La stessa norma stabilisce che l’autorità giudiziaria chiamata a dirimere la controversia deve contemperare le esigenze della produzione con le ragioni della proprietà, potendo anche tener conto della priorità di un determinato uso.
Nei giudizi volti all’accertamento delle immissioni, pertanto, il giudice dovrà verificare, con l’aiuto di un consulente tecnico, se vi è stato superamento della soglia di tollerabilità, tenuto conto delle singole unità di misura propria di ciascuna fonte, nonché della vicinanza dei luoghi e degli effetti sulla salute.
Una volta accertato il superamento dei limiti di tollerabilità il responsabile delle propagazioni sarà tenuto a risarcire i danni subiti da coloro che hanno agito nei suoi confronti e che siano in grado di fornire la prova della lesione subita.
RISARCIMENTO DEI DANNI
A tal proposito ricordiamo che i danni risarcibili per effetto delle immissioni possono essere di natura patrimoniale o non patrimoniale, legati cioè allo stress ed alla alterazione delle normali attività quotidiane o del riposo notturno.

* _Requisiti dei compiti_
(a) Puoi ricopiare dal brano sulle immissioni il passo che si apre con le parole "La stessa norma" e si chiude con "della lesione subita."?
(b) Puoi scrivere il seguito del brano sulle immissioni, riprendendo subito dopo la sua ultima frase?

* _Materiale di partenza_
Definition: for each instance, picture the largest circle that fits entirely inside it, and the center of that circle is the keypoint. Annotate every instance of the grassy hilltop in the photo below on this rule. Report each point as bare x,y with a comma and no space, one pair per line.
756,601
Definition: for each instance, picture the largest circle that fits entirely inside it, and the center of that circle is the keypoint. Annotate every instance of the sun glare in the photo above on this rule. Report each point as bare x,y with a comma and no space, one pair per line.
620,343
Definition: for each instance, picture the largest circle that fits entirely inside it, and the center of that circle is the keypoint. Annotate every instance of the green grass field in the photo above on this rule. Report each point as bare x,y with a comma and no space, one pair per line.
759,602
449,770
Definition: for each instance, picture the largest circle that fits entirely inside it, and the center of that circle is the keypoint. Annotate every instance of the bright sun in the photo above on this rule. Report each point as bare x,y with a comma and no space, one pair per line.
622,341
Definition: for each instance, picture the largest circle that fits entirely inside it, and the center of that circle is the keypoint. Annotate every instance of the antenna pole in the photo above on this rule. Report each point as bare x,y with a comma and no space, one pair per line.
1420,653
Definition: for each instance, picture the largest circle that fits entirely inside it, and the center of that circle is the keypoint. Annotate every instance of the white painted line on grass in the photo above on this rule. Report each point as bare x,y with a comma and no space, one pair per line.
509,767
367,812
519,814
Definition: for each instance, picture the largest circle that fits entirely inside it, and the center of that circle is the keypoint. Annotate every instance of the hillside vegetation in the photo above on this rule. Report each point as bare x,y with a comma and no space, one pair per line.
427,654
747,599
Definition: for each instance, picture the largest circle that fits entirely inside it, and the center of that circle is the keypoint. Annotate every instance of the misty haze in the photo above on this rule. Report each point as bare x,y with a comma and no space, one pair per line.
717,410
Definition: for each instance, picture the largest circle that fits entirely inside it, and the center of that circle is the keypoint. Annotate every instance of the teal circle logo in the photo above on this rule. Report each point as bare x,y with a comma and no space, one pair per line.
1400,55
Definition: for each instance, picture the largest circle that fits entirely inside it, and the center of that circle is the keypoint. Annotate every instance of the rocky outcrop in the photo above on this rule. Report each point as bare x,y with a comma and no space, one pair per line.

* _Risultati per compito_
(a)
La stessa norma stabilisce che l’autorità giudiziaria chiamata a dirimere la controversia deve contemperare le esigenze della produzione con le ragioni della proprietà, potendo anche tener conto della priorità di un determinato uso.
Nei giudizi volti all’accertamento delle immissioni, pertanto, il giudice dovrà verificare, con l’aiuto di un consulente tecnico, se vi è stato superamento della soglia di tollerabilità, tenuto conto delle singole unità di misura propria di ciascuna fonte, nonché della vicinanza dei luoghi e degli effetti sulla salute.
Una volta accertato il superamento dei limiti di tollerabilità il responsabile delle propagazioni sarà tenuto a risarcire i danni subiti da coloro che hanno agito nei suoi confronti e che siano in grado di fornire la prova della lesione subita.

(b)
Sul punto la Corte di Cassazione, nella sentenza n. 1606/2017, ha precisato che il danno non patrimoniale conseguente ad immissioni illecite è risarcibile indipendentemente dalla sussistenza di un danno biologico documentato, quando sia riferibile alla lesione del diritto al normale svolgimento della vita familiare all’interno della propria abitazione e del diritto alla piena e libera esplicazione delle abitudini di vita quotidiane, trattandosi di diritti costituzionalmente garantiti.
Inoltre, precisa sempre la Corte, ai fini del risarcimento non è necessario che il fatto illecito integri, in concreto, un reato piuttosto che un altro, né occorre una condanna penale passata in giudicato ma è sufficiente che il fatto stesso sia soltanto astrattamente previsto come reato, con la conseguenza che il giudice civile dovrà limitarsi ad accertare la sussistenza, secondo la legge penale, degli elementi costitutivi di una fattispecie incriminatrice.
RESPONSABILITA’ DEL PROPRIETARIO
Altro argomento sul quale è intervenuto un chiarimento della Cassazione è quello della responsabilità del proprietario dell’immobile da cui provengono le immissioni, nel caso in cui esso sia locato a terzi.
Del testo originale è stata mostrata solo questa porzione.